=== Extracted data ===

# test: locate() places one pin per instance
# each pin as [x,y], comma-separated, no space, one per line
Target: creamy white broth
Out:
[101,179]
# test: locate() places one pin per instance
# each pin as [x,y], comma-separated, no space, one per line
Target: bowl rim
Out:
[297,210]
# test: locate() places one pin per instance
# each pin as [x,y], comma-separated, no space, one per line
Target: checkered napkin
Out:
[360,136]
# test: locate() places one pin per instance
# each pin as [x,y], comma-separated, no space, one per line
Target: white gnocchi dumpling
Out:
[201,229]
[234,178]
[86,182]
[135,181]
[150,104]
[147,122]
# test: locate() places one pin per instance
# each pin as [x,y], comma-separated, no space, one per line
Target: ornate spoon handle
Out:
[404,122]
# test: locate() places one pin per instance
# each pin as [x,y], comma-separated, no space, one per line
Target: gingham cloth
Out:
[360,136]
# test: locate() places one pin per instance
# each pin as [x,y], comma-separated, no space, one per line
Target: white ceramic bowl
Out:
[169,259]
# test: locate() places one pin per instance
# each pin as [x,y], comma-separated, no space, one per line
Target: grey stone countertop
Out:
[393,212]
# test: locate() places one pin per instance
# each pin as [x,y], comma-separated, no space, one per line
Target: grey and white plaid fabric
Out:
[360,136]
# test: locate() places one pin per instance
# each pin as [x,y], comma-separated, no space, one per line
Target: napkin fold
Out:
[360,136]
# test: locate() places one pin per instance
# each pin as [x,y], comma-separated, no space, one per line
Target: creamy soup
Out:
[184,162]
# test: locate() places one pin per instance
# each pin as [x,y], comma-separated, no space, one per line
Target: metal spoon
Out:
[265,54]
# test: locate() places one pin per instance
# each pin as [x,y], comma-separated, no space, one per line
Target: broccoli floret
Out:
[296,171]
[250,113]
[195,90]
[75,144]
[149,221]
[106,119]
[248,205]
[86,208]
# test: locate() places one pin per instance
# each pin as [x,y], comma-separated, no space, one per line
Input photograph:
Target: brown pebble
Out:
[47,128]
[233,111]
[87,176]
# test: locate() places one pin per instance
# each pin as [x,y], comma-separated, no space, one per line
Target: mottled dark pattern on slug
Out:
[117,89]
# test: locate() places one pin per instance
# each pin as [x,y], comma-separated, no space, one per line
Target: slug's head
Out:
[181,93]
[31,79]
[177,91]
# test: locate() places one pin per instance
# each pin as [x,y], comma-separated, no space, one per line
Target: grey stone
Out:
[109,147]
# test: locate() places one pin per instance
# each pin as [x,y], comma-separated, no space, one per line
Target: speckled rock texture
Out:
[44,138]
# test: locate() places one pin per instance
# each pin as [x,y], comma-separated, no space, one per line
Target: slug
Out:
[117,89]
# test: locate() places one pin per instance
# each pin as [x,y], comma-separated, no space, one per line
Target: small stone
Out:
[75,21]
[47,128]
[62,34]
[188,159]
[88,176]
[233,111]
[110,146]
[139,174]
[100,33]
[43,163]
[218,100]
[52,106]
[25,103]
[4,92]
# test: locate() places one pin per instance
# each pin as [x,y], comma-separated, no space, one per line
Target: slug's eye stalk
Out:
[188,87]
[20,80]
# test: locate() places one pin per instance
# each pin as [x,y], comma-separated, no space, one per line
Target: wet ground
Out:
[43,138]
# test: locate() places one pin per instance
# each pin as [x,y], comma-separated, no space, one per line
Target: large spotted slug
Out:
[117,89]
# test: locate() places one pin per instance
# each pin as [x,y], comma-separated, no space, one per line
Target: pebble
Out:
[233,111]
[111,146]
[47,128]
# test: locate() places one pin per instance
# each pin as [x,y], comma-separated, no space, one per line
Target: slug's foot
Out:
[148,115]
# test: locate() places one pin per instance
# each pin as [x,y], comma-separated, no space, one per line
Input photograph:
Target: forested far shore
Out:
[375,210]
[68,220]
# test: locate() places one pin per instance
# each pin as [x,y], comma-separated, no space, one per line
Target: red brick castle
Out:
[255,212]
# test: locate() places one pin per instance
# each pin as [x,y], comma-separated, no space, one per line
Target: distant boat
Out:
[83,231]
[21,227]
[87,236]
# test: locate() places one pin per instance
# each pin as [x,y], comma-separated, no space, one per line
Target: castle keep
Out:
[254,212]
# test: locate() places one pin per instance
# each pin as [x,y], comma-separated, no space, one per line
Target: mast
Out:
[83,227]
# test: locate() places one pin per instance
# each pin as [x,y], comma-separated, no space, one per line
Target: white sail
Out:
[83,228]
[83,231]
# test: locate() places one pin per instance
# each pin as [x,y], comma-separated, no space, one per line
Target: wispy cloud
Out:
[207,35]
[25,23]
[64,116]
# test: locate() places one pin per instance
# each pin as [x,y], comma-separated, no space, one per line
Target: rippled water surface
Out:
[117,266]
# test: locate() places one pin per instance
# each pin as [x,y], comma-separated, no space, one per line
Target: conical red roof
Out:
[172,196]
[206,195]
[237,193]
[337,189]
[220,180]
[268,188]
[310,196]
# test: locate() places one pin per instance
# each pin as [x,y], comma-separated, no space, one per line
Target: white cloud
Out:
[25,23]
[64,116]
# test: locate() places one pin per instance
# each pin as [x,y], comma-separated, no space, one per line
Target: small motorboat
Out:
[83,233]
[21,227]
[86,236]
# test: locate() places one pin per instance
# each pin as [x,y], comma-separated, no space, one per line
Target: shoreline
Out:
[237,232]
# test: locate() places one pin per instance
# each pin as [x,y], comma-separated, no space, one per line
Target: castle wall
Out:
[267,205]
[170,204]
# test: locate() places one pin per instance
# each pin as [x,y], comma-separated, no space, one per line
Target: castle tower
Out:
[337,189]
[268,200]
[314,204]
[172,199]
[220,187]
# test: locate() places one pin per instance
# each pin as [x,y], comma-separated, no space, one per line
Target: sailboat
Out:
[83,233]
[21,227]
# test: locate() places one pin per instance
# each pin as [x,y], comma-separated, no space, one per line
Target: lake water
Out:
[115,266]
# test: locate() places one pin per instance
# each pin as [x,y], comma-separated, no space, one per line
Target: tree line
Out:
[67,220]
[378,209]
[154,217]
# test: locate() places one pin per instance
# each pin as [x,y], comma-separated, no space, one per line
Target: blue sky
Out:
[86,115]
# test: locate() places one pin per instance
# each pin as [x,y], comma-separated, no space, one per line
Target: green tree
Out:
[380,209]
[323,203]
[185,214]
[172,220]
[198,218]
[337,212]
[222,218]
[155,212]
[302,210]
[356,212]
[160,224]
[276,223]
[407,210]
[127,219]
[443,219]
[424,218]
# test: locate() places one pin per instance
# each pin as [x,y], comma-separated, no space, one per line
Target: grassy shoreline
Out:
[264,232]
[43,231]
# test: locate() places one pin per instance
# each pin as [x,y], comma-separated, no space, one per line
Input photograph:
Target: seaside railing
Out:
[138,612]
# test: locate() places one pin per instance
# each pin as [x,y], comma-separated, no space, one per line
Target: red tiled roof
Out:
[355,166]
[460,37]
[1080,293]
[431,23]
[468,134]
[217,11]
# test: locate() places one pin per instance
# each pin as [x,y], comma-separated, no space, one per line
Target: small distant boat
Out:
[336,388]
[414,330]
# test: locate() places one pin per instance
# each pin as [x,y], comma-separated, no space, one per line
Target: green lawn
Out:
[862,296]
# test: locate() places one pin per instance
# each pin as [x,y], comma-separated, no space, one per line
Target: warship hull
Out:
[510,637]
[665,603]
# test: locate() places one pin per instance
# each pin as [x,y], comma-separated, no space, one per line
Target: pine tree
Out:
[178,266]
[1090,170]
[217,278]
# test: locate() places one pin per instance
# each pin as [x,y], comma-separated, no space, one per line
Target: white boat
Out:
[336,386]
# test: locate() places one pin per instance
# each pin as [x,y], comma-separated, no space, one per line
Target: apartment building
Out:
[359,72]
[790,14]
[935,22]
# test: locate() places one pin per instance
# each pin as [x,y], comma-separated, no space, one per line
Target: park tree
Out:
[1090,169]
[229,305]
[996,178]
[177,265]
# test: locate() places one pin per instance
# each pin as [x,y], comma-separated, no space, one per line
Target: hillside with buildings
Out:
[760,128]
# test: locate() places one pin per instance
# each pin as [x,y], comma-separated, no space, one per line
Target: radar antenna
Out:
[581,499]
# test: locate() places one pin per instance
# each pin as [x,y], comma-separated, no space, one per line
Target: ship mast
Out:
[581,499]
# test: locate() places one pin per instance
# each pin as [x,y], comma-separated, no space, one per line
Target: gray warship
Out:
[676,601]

===

### Your goal
Say how many lines of the data include the word "small". Nothing other than the number should be given.

### Answer box
3